Could you extract every line in the records below that contains the word "outline"? Case matters, so only lines with that exact capitalization qualify.

--- START OF Data in this exercise ---

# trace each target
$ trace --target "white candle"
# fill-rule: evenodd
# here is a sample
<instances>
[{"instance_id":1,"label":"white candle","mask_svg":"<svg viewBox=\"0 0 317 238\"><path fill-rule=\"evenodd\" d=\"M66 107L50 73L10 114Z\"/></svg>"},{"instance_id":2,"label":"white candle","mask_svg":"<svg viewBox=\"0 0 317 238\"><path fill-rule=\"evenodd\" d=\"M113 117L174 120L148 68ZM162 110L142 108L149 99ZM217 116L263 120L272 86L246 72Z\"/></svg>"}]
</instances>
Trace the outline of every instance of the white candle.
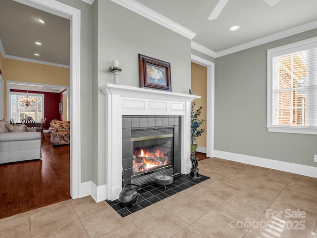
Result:
<instances>
[{"instance_id":1,"label":"white candle","mask_svg":"<svg viewBox=\"0 0 317 238\"><path fill-rule=\"evenodd\" d=\"M112 59L112 66L119 67L119 61L115 59Z\"/></svg>"}]
</instances>

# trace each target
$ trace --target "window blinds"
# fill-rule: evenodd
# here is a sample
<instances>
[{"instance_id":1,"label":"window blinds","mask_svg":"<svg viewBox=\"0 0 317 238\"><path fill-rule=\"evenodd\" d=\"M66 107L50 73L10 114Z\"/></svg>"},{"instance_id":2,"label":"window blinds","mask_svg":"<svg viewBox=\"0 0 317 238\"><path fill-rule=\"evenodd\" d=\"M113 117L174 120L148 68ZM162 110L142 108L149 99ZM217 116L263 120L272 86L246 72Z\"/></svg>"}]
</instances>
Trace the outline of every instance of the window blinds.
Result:
<instances>
[{"instance_id":1,"label":"window blinds","mask_svg":"<svg viewBox=\"0 0 317 238\"><path fill-rule=\"evenodd\" d=\"M317 127L317 45L272 57L272 125Z\"/></svg>"}]
</instances>

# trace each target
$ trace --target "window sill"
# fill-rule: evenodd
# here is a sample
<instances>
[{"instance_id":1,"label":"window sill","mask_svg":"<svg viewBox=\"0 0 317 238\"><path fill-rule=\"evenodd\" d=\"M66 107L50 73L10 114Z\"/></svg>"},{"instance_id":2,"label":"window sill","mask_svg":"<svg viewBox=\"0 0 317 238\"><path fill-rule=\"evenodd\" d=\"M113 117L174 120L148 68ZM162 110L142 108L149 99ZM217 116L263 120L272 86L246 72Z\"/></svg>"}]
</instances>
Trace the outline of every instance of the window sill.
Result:
<instances>
[{"instance_id":1,"label":"window sill","mask_svg":"<svg viewBox=\"0 0 317 238\"><path fill-rule=\"evenodd\" d=\"M283 133L296 133L300 134L317 135L316 127L289 127L281 126L266 126L268 132L281 132Z\"/></svg>"}]
</instances>

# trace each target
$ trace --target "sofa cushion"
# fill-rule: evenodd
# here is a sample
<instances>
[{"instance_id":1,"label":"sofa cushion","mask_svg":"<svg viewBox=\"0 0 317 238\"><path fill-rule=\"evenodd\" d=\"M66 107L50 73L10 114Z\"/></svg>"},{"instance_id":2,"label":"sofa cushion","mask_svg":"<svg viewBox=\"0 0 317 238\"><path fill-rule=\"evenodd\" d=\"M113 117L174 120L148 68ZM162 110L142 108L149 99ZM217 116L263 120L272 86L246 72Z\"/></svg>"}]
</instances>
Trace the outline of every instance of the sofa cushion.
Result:
<instances>
[{"instance_id":1,"label":"sofa cushion","mask_svg":"<svg viewBox=\"0 0 317 238\"><path fill-rule=\"evenodd\" d=\"M9 121L8 121L6 119L5 119L4 118L2 119L2 120L0 120L0 123L2 123L2 124L8 124L8 125L10 124Z\"/></svg>"},{"instance_id":2,"label":"sofa cushion","mask_svg":"<svg viewBox=\"0 0 317 238\"><path fill-rule=\"evenodd\" d=\"M10 132L24 132L26 131L24 124L20 125L5 124L4 126Z\"/></svg>"},{"instance_id":3,"label":"sofa cushion","mask_svg":"<svg viewBox=\"0 0 317 238\"><path fill-rule=\"evenodd\" d=\"M0 133L4 132L9 132L9 130L5 127L3 123L0 123Z\"/></svg>"},{"instance_id":4,"label":"sofa cushion","mask_svg":"<svg viewBox=\"0 0 317 238\"><path fill-rule=\"evenodd\" d=\"M0 142L38 140L41 139L41 132L39 132L0 133Z\"/></svg>"}]
</instances>

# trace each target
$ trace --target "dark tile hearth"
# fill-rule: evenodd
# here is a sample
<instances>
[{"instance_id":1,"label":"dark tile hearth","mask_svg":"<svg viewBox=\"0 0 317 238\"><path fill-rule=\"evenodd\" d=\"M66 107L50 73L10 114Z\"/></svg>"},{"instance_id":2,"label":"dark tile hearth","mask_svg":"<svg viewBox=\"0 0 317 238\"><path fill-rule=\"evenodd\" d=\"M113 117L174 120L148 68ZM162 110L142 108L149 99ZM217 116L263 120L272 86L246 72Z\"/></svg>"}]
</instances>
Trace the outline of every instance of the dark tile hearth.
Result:
<instances>
[{"instance_id":1,"label":"dark tile hearth","mask_svg":"<svg viewBox=\"0 0 317 238\"><path fill-rule=\"evenodd\" d=\"M193 179L189 178L188 175L180 174L174 177L173 183L166 186L166 189L165 186L159 185L155 182L143 185L139 192L140 195L138 202L129 207L123 207L117 199L114 201L106 200L106 201L124 217L209 178L201 175L200 178Z\"/></svg>"}]
</instances>

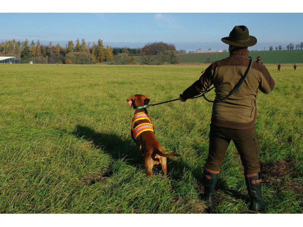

--- END OF Data in this exercise ---

◆ Output of the task ◆
Trace the outline of every instance of the white candle.
Trace the outline of every instance of the window blinds.
Trace the outline of every instance of the window sill.
Trace the outline of every instance of the sofa cushion.
Trace the outline of every instance of the dark tile hearth.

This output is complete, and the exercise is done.